### Task to complete:
Copy out the full article on Xi Jinping and the 20th Party Congress, word for word.

### Document:

--- BEGIN ---

The 20th Party Congress with All Eyes are on Xi Jinping

The attention to Mr. Xi is in large part because he will exit the Party Congress with even greater power, no discernible opposition, and a new five-year term (with more likely to follow). And many of the constraints that may have been in place not to jeopardize his reappointment will be gone.

Malcolm Riddell



October 10, 2022
The 20th Party Congress with All Eyes are on Xi Jinping

‘All eyes are on Xi Jinping at the Chinese Communist Party’s 20th National Congress that begins on Oct. 16,’ says The Washington Post.

  • The Congress itself has largely a ‘symbolic function given that nothing will be seriously debated during its week-long passage,’ writes Harvard’s Tony Saich in ‘What To Expect from the Twentieth Congress of the Chinese Communist Party.’
  • ‘This year’s gathering of some 3,000 delegates in Beijing will be special in that it will likely see Xi Jinping confirmed for a third term as leader of the CCP.’
  • Hence all eyes are on Mr. Xi; the Congress itself not so much, besides the also important appointment or reappointment of other senior leaders.

--- END ---

### Given entries:
--- BEGIN ---

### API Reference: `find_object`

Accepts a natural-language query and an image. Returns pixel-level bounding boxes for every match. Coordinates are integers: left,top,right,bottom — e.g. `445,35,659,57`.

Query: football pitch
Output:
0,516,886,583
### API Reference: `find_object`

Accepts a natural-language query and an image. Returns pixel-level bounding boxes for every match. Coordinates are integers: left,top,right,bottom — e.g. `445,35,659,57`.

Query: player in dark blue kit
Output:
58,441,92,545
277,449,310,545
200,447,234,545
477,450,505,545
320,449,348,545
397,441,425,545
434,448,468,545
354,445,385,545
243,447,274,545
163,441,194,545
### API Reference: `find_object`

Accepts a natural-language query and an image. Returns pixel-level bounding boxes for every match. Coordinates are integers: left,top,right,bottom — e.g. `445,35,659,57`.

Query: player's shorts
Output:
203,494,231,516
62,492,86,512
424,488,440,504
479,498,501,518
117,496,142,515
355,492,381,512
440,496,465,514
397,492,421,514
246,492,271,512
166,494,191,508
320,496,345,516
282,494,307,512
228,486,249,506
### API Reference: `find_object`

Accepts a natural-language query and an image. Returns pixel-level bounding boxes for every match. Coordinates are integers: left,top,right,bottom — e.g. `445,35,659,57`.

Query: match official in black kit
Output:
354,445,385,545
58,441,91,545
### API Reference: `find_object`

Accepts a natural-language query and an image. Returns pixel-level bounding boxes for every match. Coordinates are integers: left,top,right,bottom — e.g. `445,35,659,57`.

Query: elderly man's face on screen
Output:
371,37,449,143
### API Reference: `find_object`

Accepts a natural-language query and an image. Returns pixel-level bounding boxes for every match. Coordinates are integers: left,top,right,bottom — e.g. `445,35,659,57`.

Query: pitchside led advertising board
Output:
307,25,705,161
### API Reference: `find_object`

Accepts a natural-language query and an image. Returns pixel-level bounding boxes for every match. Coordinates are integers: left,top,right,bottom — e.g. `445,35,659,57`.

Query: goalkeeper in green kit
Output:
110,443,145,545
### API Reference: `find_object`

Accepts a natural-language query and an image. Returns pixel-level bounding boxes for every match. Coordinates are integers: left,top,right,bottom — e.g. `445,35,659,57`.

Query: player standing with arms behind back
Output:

--- END ---

### Expected answer:
The 20th Party Congress with All Eyes are on Xi Jinping

The attention to Mr. Xi is in large part because he will exit the Party Congress with even greater power, no discernible opposition, and a new five-year term (with more likely to follow). And many of the constraints that may have been in place not to jeopardize his reappointment will be gone.

Malcolm Riddell



October 10, 2022
The 20th Party Congress with All Eyes are on Xi Jinping

‘All eyes are on Xi Jinping at the Chinese Communist Party’s 20th National Congress that begins on Oct. 16,’ says The Washington Post.

  • The Congress itself has largely a ‘symbolic function given that nothing will be seriously debated during its week-long passage,’ writes Harvard’s Tony Saich in ‘What To Expect from the Twentieth Congress of the Chinese Communist Party.’
  • ‘This year’s gathering of some 3,000 delegates in Beijing will be special in that it will likely see Xi Jinping confirmed for a third term as leader of the CCP.’
  • Hence all eyes are on Mr. Xi; the Congress itself not so much, besides the also important appointment or reappointment of other senior leaders.